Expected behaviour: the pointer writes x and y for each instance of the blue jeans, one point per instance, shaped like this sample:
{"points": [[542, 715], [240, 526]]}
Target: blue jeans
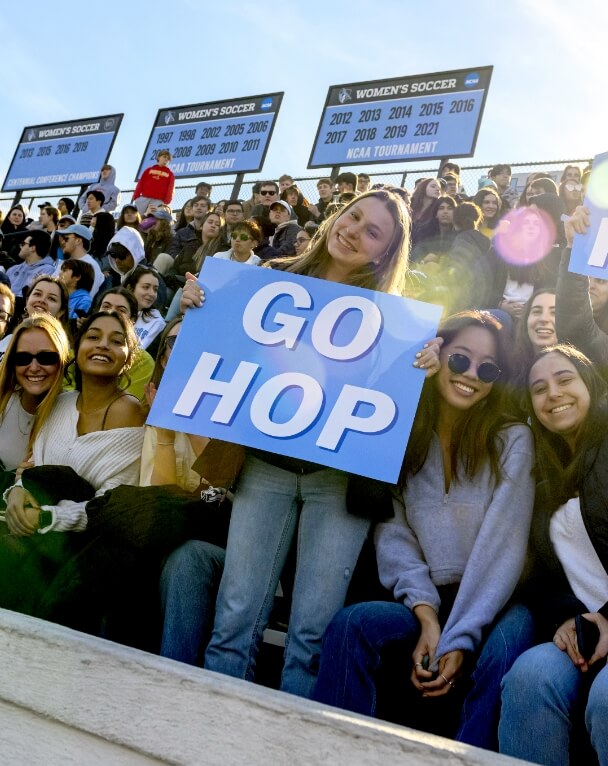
{"points": [[270, 507], [543, 696], [188, 588], [366, 663]]}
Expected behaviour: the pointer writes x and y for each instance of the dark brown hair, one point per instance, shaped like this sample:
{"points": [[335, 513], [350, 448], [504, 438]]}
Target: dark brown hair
{"points": [[476, 437]]}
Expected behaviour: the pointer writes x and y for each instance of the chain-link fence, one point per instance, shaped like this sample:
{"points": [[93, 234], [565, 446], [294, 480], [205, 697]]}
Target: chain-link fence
{"points": [[470, 177]]}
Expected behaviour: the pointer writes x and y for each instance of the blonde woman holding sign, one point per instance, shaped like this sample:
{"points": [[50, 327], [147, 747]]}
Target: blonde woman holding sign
{"points": [[366, 244]]}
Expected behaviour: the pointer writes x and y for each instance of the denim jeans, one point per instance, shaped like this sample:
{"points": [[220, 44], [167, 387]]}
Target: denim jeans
{"points": [[272, 505], [188, 588], [543, 696], [366, 664]]}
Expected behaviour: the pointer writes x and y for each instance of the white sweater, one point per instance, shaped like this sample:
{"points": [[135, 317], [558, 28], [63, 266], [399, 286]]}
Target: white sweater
{"points": [[106, 459]]}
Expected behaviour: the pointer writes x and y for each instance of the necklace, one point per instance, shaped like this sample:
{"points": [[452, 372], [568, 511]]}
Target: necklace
{"points": [[29, 419], [98, 409]]}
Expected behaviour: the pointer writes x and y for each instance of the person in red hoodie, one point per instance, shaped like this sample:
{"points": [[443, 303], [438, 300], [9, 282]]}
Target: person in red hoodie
{"points": [[156, 183]]}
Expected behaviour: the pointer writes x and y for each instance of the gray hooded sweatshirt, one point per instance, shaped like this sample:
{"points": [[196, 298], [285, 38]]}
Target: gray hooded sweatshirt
{"points": [[131, 239]]}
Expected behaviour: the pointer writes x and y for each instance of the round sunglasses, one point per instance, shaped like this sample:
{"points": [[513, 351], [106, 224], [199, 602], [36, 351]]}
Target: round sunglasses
{"points": [[44, 358], [487, 372]]}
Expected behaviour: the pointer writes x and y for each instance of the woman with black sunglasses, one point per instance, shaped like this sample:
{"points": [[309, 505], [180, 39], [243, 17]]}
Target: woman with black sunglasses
{"points": [[31, 377], [90, 443], [451, 556], [244, 238]]}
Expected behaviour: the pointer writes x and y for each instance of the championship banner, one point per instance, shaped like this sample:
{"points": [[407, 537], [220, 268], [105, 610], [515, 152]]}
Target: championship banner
{"points": [[590, 251], [298, 366], [216, 138], [62, 153], [407, 118]]}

·····

__To be done__:
Without the pictures, return all the records precisely as they stand.

__Exercise solution__:
Expected behaviour: the pointer writes x and y for each instance of the blue jeans, one point per instance, shaped like this sample:
{"points": [[542, 715], [240, 526]]}
Target: blue jeans
{"points": [[270, 507], [543, 696], [188, 588], [366, 663]]}
Expected behaviour: the pointer writes x and y for each instance of the dark brown hair, one point per instance, shaped like this sample:
{"points": [[335, 513], [350, 448], [504, 438]]}
Target: dark brown hair
{"points": [[476, 437]]}
Expected behaviour: the pointer writes x and y for each instance of the chain-link fence, one point per instance, shaped like this sample:
{"points": [[93, 234], [565, 446], [294, 480], [205, 697]]}
Target: chain-link fence
{"points": [[470, 177]]}
Expected behaviour: the pointer writes x and y for each instance of the blonde woman holding sign, one point per instance, shaped like this sample:
{"points": [[50, 327], [147, 747]]}
Target: blonde woman holding sign
{"points": [[366, 244]]}
Expected behaviour: the pointer writes x and y for each instance of the denim jeans, one point per instance, shaped like this sample:
{"points": [[220, 44], [167, 387]]}
Target: denim jeans
{"points": [[272, 505], [188, 588], [543, 696], [366, 664]]}
Expected behaviour: the pointer writes x and y for each instance of the white sweater, one point per instance, shaped like this sample:
{"points": [[135, 317], [558, 28], [63, 266], [399, 286]]}
Target: white sweater
{"points": [[106, 459]]}
Expected behaviour: the pointer writes x and y for each instance of the necklace, one point per instance, shaped like this sample:
{"points": [[452, 372], [568, 511]]}
Target: necklace
{"points": [[29, 419], [98, 409]]}
Expected behaviour: the pointer writes x and y for each instance of the person in red hoodie, one point per instance, shaped like this sample:
{"points": [[443, 303], [438, 300], [9, 282]]}
Target: person in red hoodie
{"points": [[156, 183]]}
Expected behaviour: the pointer writes x and y for each instance of the gray hooded sweatshirt, one point per instance, shaped like this sample:
{"points": [[196, 298], [285, 38]]}
Target: gray hooded sweatshirt
{"points": [[131, 239]]}
Expected behaviour: the pointer writes x and y for each instance of the round sunglasses, one point per instance, shaped like this sample:
{"points": [[513, 351], [106, 224], [199, 602], [36, 351]]}
Target: round sunglasses
{"points": [[44, 358], [487, 372]]}
Expected behaviour: the pointer writes x and y for each instance of the woman with black sunglasses, one point per instance, shaped like this sample:
{"points": [[309, 505], [180, 39], [243, 17]]}
Target: woman with black sunglasses
{"points": [[31, 377], [90, 443], [451, 556], [244, 238]]}
Expected behaviour: the pointer writes x and y for each instance of the championship banner, one point per instance, shaped like this sample:
{"points": [[407, 537], [220, 268], [105, 610], [515, 152]]}
Target: championship banner
{"points": [[590, 251], [298, 366], [216, 138], [62, 153], [407, 118]]}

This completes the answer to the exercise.